Natural-language object grounding data
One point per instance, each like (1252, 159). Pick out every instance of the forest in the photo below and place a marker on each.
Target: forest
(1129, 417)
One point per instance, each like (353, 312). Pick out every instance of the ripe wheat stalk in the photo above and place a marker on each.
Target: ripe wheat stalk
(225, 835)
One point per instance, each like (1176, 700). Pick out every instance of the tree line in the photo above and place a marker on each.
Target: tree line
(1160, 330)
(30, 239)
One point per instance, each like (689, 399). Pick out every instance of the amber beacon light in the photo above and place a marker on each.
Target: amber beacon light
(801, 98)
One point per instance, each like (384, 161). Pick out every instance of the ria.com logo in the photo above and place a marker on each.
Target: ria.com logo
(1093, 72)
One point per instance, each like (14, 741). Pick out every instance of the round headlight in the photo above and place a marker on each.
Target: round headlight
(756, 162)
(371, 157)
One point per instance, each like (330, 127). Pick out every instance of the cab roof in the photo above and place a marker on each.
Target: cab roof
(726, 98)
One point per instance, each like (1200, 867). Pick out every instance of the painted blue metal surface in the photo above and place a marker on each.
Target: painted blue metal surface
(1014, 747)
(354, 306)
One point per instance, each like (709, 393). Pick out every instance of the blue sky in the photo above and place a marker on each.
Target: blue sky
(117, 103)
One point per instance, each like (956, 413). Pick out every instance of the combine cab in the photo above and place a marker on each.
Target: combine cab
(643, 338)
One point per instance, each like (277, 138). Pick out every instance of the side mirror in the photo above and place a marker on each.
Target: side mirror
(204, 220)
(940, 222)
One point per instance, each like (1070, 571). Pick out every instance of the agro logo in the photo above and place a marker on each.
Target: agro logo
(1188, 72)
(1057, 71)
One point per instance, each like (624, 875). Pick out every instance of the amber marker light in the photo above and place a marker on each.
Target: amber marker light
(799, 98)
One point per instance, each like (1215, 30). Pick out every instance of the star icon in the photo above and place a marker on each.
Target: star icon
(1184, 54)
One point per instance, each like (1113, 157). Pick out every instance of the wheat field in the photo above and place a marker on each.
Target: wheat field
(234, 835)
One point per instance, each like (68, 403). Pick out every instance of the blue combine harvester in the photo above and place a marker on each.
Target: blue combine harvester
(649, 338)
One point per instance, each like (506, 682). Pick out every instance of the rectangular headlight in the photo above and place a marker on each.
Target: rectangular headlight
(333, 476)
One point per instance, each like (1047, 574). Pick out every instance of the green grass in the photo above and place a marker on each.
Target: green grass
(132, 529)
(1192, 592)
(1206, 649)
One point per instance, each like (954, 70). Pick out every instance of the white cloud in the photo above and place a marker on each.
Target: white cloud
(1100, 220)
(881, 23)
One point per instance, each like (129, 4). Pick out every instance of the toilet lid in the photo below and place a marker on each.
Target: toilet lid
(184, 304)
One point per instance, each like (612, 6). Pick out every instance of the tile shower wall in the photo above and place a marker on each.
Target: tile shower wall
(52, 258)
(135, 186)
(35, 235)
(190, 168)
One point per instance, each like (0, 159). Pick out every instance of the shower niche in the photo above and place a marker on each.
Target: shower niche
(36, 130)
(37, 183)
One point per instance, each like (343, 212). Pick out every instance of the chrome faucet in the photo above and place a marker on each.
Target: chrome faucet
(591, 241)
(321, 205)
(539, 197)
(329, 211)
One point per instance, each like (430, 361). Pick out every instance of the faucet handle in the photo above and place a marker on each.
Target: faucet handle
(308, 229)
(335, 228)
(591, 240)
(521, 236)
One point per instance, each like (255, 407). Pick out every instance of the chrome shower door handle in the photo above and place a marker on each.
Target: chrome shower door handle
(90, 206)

Problem details:
The entries above must each be repeated exactly.

Exercise response:
One point per instance, each like (1252, 159). Pick out every instance of the forest in the photo below and place a marker on each.
Target: forest
(1129, 417)
One point per instance, each like (353, 312). Pick out every instance of the ripe wheat stalk in the photo above and place a marker on each.
Target: ripe wheat stalk
(225, 835)
One point per instance, each like (1176, 700). Pick out every instance of the tree line in the photo above and place a marker on each.
Target: tree line
(1160, 330)
(30, 239)
One point per instance, each like (689, 399). Pick out every instance of the amber beacon light in the photo above and place a marker on each.
Target: amber beacon light
(801, 98)
One point per instance, each like (384, 161). Pick out every instance of the ria.com logo in the photo above and place a marker on each.
Target: ria.com logo
(1093, 72)
One point per instance, each like (14, 741). Pick out every instance of the round headlight in the photo above and place a marker on each.
Target: round headlight
(756, 162)
(371, 157)
One point per instance, each like (330, 127). Pick out every instance of the cab roof in the photo above and place a marker on each.
Target: cab roof
(726, 98)
One point per instance, each like (1200, 867). Pick out every instance of the painted blue metal surface in the photo above and place a marker on each.
Target: painted blue metal surface
(1014, 747)
(354, 306)
One point per instance, each like (709, 393). Pick out every instance of the blue sky in the photo above and place a marker on each.
Target: blue sky
(117, 103)
One point per instance, each like (956, 413). Pick out every instance of the combine cab in the photo above and place a marker on each.
Target: combine cab
(643, 338)
One point per instance, each like (277, 138). Pick out every instance of the side mirror in the photo above and place a marker on each.
Target: side mirror
(204, 220)
(940, 222)
One point per instance, each like (1070, 571). Pick out every instance of the agro logo in the photo above and place a marker on each.
Target: agro logo
(1188, 72)
(1057, 71)
One point per instance, each like (624, 875). Pick out every instance of the amber marker light in the photo above and place a marker on each.
Target: amber marker light
(799, 98)
One point per instance, each like (1215, 30). Pick out every instance of the star icon in the photo above and place a marker on each.
Target: star icon
(1184, 54)
One point per instance, each like (1113, 157). Pick out every instance of the wheat field in the photo above and place a marker on each.
Target: wheat field
(234, 835)
One point per instance, each like (68, 403). Pick out every instance of the blue combine harvester in the photo above and place a marker on each.
Target: blue combine harvester
(649, 338)
One point per instance, each like (506, 682). Pick out every instance of the rectangular headlight in the photo above and place a marker on each.
Target: rectangular headlight
(333, 476)
One point per instance, each like (1047, 574). Pick out every instance of the green grass in the photo above and place a marker on each.
Target: green grass
(132, 529)
(1192, 592)
(1206, 649)
One point per instance, each like (954, 70). Pick out every instance of the white cloud in the photo above and place a marker on each.
Target: white cloud
(1100, 220)
(881, 23)
One point per instance, each like (129, 4). Pick out every instance of the toilet lid in the photo below and place a marker on each.
Target: toilet lid
(184, 304)
One point per instance, each like (612, 6). Pick out every instance of the tile shower wall in the photo above and place a marker on each.
Target: tile shower wall
(52, 258)
(135, 186)
(35, 235)
(190, 168)
One point per instance, each like (0, 159). Pick out every instance of the shower niche in the photo above and place a marker on each.
Target: shower niche
(36, 130)
(37, 183)
One point per instance, each like (343, 212). Pick out every instance of the chrome faucet in the photo above and place a marker on each.
Target: chrome faucet
(591, 241)
(321, 205)
(539, 197)
(329, 211)
One point per instance, each like (430, 361). Pick out every instance of the faucet handle in the photo above and place a marker on each.
Target: faucet handle
(308, 229)
(335, 228)
(591, 240)
(521, 236)
One point per instance, each like (255, 407). Pick out every instance of the chrome shower door handle in the photo above and place a marker on each.
Target: chrome shower door handle
(90, 206)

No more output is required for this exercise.